# start of PROVIDED PASSAGE
Major League Restoration
December 30, 2006
The Sands Mechanical Museum
A client asked me to restore his Major League. It was in great cosmetic condition and complete, so I thought it would be an easy task. However, as with most games this age, there are always a couple of challenges.
The game appears similar to all the other prewar pinball machines of the mid-1930s. The cabinet is stained wood and sits on spindly legs. There is a wood grained decoration on the side and the legs are stained black but have a natural wood slash down their length. The leg bolts, shooter and coin slide provide bit of bright metal flash that attracts the players.
The separate ball lift and shooter are on the right. The ball lift is not a push rod but a lift lever. The coin slide is on the left and a token return slot with tray is just underneath.
The playfield has a baseball diamond as a prominent feature in the middle and there are score holes scattered about. Some of the holes capture the ball and indicate a score value while other holes drop the ball under the playfield where it causes any number of actions on top of the playfield. For example, a ball entering the DOUBLE hole will advance a ball two bases just like a double will advance a base runner two bases.
There are some nice decorations on the playfield including a cast ball and crossed baseball bats. There are also triple lightening bolts at both top corners, indicating the presence of electricity, something unusual for the time! There is also a small ball tilt pedestal in the lower left corner.
How to Play
(see instructions, above or printed here)
Major League allows the player to simulate half an inning of baseball. The game keeps track of outs and runs but does not recognize balls or strikes. The runner on base is advanced correctly. As with many of the previous pinballs, each ball resting in a hole indicates a score and the player is responsible for totaling up the score. It is clear that runs dominate the score as they are ten times more valuable than the values for the various capture holes.
The players are under the honor system to stop playing once there are three outs. The game does not have an electrical or mechanical disable switch once the third ball enters the out slot.
Version A playfield, note cast crossed bats and ball at the top.
But how does it really play? Is it exciting, does it require any skill, and would you play it again?
First I must get a ball into the Batter Up hole while avoiding the capture holes. The batter up hole is the one just in front of the crossed bats. Actually, I need to avoid all the closed, capture holes during the entire game because then the ball is out of play. Any balls entering the open holes are acceptable because they are returned to play again. Alright, I got a ball into the Batter Up hole and it suddenly appears out of a scoop on the pitcher’s mound and rolls down to home plate.
# end of PROVIDED PASSAGE
# start of LISTED RECORDS
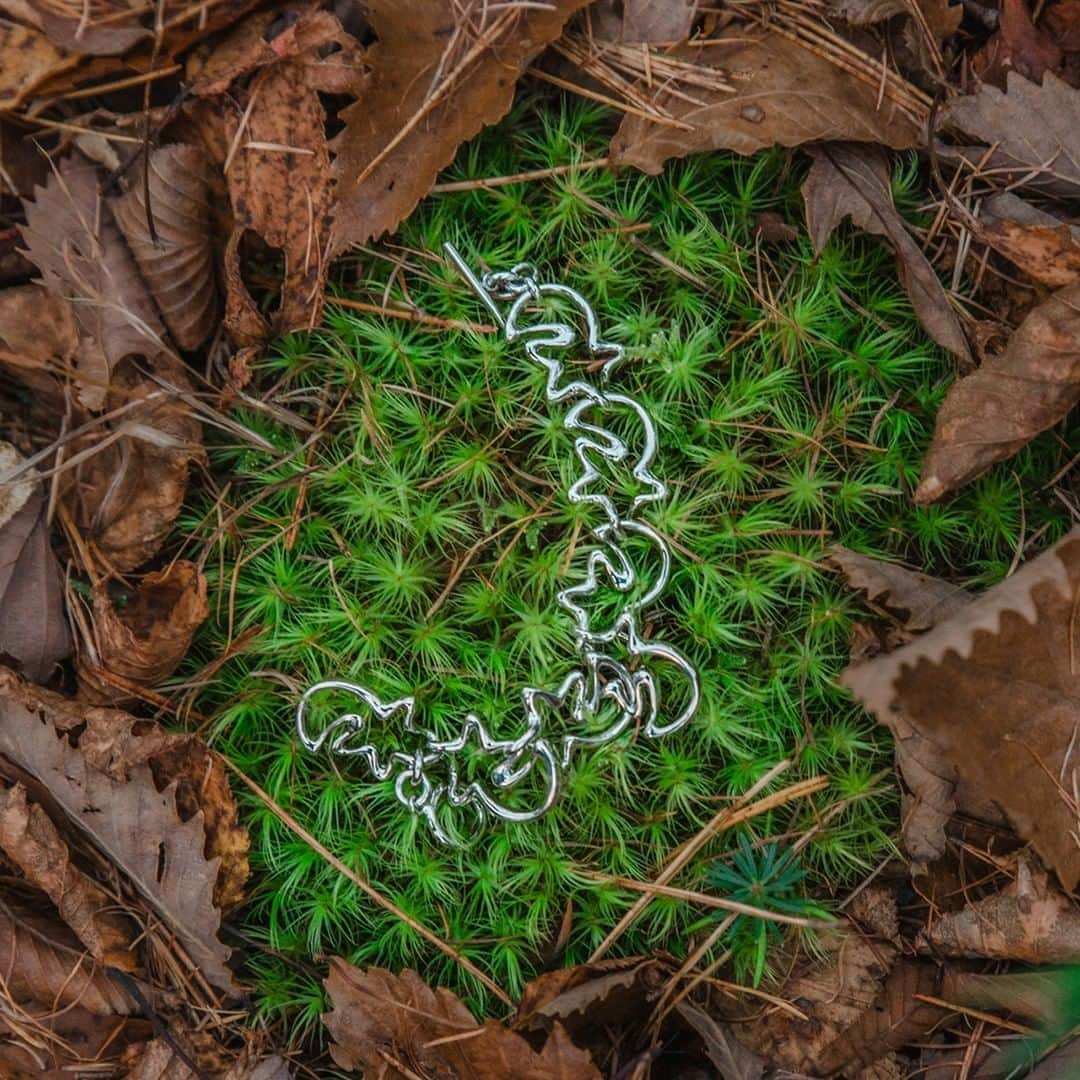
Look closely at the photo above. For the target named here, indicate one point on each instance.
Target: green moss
(795, 397)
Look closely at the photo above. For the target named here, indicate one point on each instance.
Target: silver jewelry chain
(615, 688)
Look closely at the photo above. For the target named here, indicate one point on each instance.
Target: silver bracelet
(616, 666)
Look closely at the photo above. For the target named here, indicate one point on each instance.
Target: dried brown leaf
(785, 95)
(1029, 920)
(431, 85)
(590, 995)
(268, 37)
(31, 841)
(158, 1061)
(177, 260)
(1040, 244)
(833, 993)
(894, 1020)
(144, 640)
(132, 821)
(731, 1058)
(46, 1043)
(37, 329)
(919, 599)
(853, 181)
(34, 629)
(126, 495)
(29, 58)
(388, 1025)
(995, 692)
(1029, 134)
(43, 961)
(280, 190)
(989, 415)
(645, 21)
(71, 239)
(1017, 45)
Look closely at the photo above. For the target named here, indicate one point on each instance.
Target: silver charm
(616, 673)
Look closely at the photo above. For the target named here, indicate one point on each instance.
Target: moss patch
(795, 397)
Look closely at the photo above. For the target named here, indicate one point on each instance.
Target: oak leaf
(784, 95)
(993, 694)
(91, 763)
(395, 1026)
(847, 180)
(144, 640)
(32, 842)
(177, 258)
(435, 77)
(1028, 387)
(34, 629)
(76, 245)
(1029, 135)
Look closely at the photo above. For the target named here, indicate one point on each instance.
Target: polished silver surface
(615, 687)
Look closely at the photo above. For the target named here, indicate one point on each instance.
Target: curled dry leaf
(34, 629)
(71, 239)
(644, 21)
(31, 841)
(1040, 244)
(43, 961)
(784, 95)
(177, 260)
(436, 77)
(143, 642)
(847, 180)
(1017, 45)
(158, 1061)
(1029, 920)
(98, 766)
(994, 694)
(29, 58)
(893, 1021)
(989, 415)
(832, 993)
(49, 1043)
(1029, 134)
(268, 37)
(919, 599)
(933, 792)
(125, 496)
(280, 190)
(395, 1026)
# end of LISTED RECORDS
DIRECTIONS FOR THIS TASK
Return a verbatim excerpt of the pinball restoration text, beginning at the words "How to Play" and ending after the words "play it again?". The records play no part in this work.

WORKED SOLUTION
How to Play
(see instructions, above or printed here)
Major League allows the player to simulate half an inning of baseball. The game keeps track of outs and runs but does not recognize balls or strikes. The runner on base is advanced correctly. As with many of the previous pinballs, each ball resting in a hole indicates a score and the player is responsible for totaling up the score. It is clear that runs dominate the score as they are ten times more valuable than the values for the various capture holes.
The players are under the honor system to stop playing once there are three outs. The game does not have an electrical or mechanical disable switch once the third ball enters the out slot.
Version A playfield, note cast crossed bats and ball at the top.
But how does it really play? Is it exciting, does it require any skill, and would you play it again?